一場音樂、美學與社會的眾聲宣言:專訪金曲獎典禮視覺統籌羅申駿

發布:2018-06-25

撰文:新活水

我覺得台灣的優勢是不設防的文化創意,它對於各個地方的文化會很自然地吸收,然後再醞釀出一些不一樣的形體出來,我覺得那就是台灣,很雜亂,但很有生命力。

2014年第25屆金曲獎頒獎典禮,可以說是台灣大型頒獎典禮的一場美學革命。人們赫然發現,原來頒獎典禮可以這麼美,這麼不同。第二年的金曲獎不僅依然讓人驚艷,而且有一個貫穿的概念:「台灣源聲帶」,把台灣草根與街頭的文化能量轉變成酷而前衛的創意設計。

這兩屆主要視覺統籌策劃是活躍於華人世界的台灣創意設計公司JL Design,創辦人與主要靈魂是那時30多歲的羅申駿。

此後台灣的大型頒獎典禮確實開始不同,不論是第27、28屆的金曲獎,或者其他「兩金」,大型頒獎典禮成為一場場設計美學的華麗展演,創意理念的迷人競技。

今年29屆金曲獎再次由JL Design擔任視覺統籌,而再一次,人們在現場、在各種螢幕前,不斷驚呼。因為人們看到的不只是一場美麗的視覺饗宴,也在各具風格的插畫和動畫中認識了新一代的音樂創作,看到了台灣當下各種重要的社會議題。

這是美學的、音樂的、和社會元素的匯流,是台灣文化能量的爆發。

在本屆金曲獎頒獎典禮前夕,我和從彩排中溜出來的羅申駿進行了一場訪談,既分享這次金曲獎頒獎典禮的概念,也談談台灣文化的可能性。

張鐵志(左)與羅申駿(右)。

張鐵志(以下簡稱張):先聊聊之前第25屆、26屆典禮的視覺設計概念,那次對台灣社會的震撼可以說是過去十年設計這件事進入台灣主流意識的關鍵里程碑。

.....

任務說明 — 將金曲獎專訪原文中自「一場音樂、美學與社會的眾聲宣言:專訪金曲獎典禮視覺統籌羅申駿」起，到「量轉變成酷而前衛的創意設計。」止（結尾這段文字也包含在內）的部分逐字重新輸入。

資料行 —
.....

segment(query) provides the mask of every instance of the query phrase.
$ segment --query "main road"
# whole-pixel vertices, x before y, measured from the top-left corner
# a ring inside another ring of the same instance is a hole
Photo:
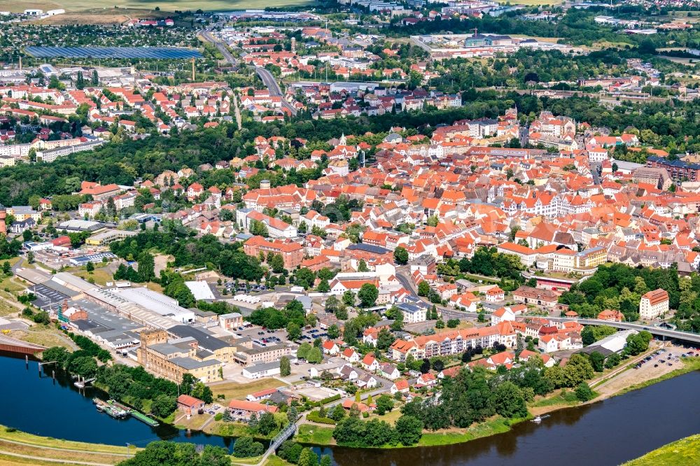
[[[214,35],[211,34],[211,29],[202,29],[202,37],[204,38],[204,39],[207,42],[213,43],[214,46],[218,49],[218,51],[221,52],[221,55],[223,55],[224,59],[228,62],[229,64],[232,66],[236,66],[238,63],[238,60],[237,60],[234,56],[231,55],[231,52],[228,51],[228,49],[226,48],[226,44],[223,43],[220,40],[215,37]]]
[[[668,338],[675,338],[685,341],[692,343],[700,343],[700,334],[690,333],[689,332],[681,332],[680,330],[673,330],[662,327],[655,327],[653,325],[645,325],[643,324],[636,324],[631,322],[610,322],[608,320],[601,320],[600,319],[580,319],[568,317],[547,317],[550,320],[559,322],[566,322],[573,320],[583,324],[584,325],[610,325],[615,328],[623,330],[646,330],[653,335],[658,337],[666,337]]]
[[[272,73],[270,72],[269,70],[262,68],[262,66],[257,66],[255,68],[255,73],[261,80],[262,80],[262,83],[265,85],[267,89],[270,90],[270,94],[273,97],[279,97],[282,98],[282,106],[287,110],[293,115],[296,116],[297,109],[295,108],[292,105],[287,101],[287,99],[284,98],[284,95],[282,94],[282,90],[280,89],[279,85],[277,84],[277,81],[275,80],[274,76]]]

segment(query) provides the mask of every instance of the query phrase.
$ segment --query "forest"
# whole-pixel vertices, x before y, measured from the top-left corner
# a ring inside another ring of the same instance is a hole
[[[495,91],[478,92],[469,89],[463,92],[464,105],[458,108],[423,112],[388,113],[376,117],[348,118],[334,120],[313,120],[307,114],[284,123],[265,125],[246,122],[237,130],[232,124],[214,129],[199,129],[169,136],[153,135],[139,141],[125,140],[99,148],[94,152],[81,153],[60,158],[50,164],[20,164],[0,169],[0,203],[26,205],[33,195],[46,197],[70,195],[80,189],[83,181],[132,185],[139,178],[151,179],[166,169],[177,171],[183,167],[196,168],[202,164],[214,164],[235,156],[254,153],[253,139],[282,136],[288,139],[304,138],[307,147],[323,147],[326,141],[339,134],[386,133],[393,126],[410,132],[430,134],[438,125],[482,117],[496,118],[517,106],[522,114],[533,118],[542,110],[555,115],[570,116],[576,121],[587,122],[593,127],[608,127],[622,132],[630,127],[642,132],[649,130],[650,141],[670,152],[700,150],[700,101],[671,101],[672,104],[649,102],[626,104],[621,102],[615,109],[601,106],[587,97],[540,99],[515,92],[500,94]],[[643,140],[643,142],[647,142]],[[310,151],[297,151],[300,158]],[[249,188],[259,186],[267,177],[272,185],[287,183],[301,183],[320,173],[263,172],[248,180]],[[228,170],[212,170],[198,175],[205,188],[232,182],[234,174]],[[197,181],[197,180],[192,180]]]
[[[264,275],[260,260],[246,255],[240,243],[222,243],[211,234],[196,238],[181,223],[165,221],[162,228],[140,232],[109,246],[112,253],[129,260],[139,257],[144,251],[157,249],[172,255],[174,267],[211,265],[227,276],[251,281]]]

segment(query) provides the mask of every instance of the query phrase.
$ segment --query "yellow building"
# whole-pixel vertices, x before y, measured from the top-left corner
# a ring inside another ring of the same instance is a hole
[[[37,212],[29,206],[8,207],[6,211],[7,214],[14,217],[15,220],[18,222],[22,222],[31,218],[38,223],[41,220],[41,213]]]
[[[224,363],[214,357],[201,359],[196,341],[180,339],[169,343],[167,337],[165,330],[141,332],[136,356],[146,371],[176,383],[182,381],[185,374],[190,374],[205,383],[221,380],[220,369]]]
[[[124,230],[108,230],[105,232],[96,233],[85,240],[85,244],[91,246],[106,246],[113,241],[124,239],[129,236],[135,236],[138,233]]]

.....

參考解答 —
一場音樂、美學與社會的眾聲宣言:專訪金曲獎典禮視覺統籌羅申駿

發布:2018-06-25

撰文:新活水

我覺得台灣的優勢是不設防的文化創意,它對於各個地方的文化會很自然地吸收,然後再醞釀出一些不一樣的形體出來,我覺得那就是台灣,很雜亂,但很有生命力。

2014年第25屆金曲獎頒獎典禮,可以說是台灣大型頒獎典禮的一場美學革命。人們赫然發現,原來頒獎典禮可以這麼美,這麼不同。第二年的金曲獎不僅依然讓人驚艷,而且有一個貫穿的概念:「台灣源聲帶」,把台灣草根與街頭的文化能量轉變成酷而前衛的創意設計。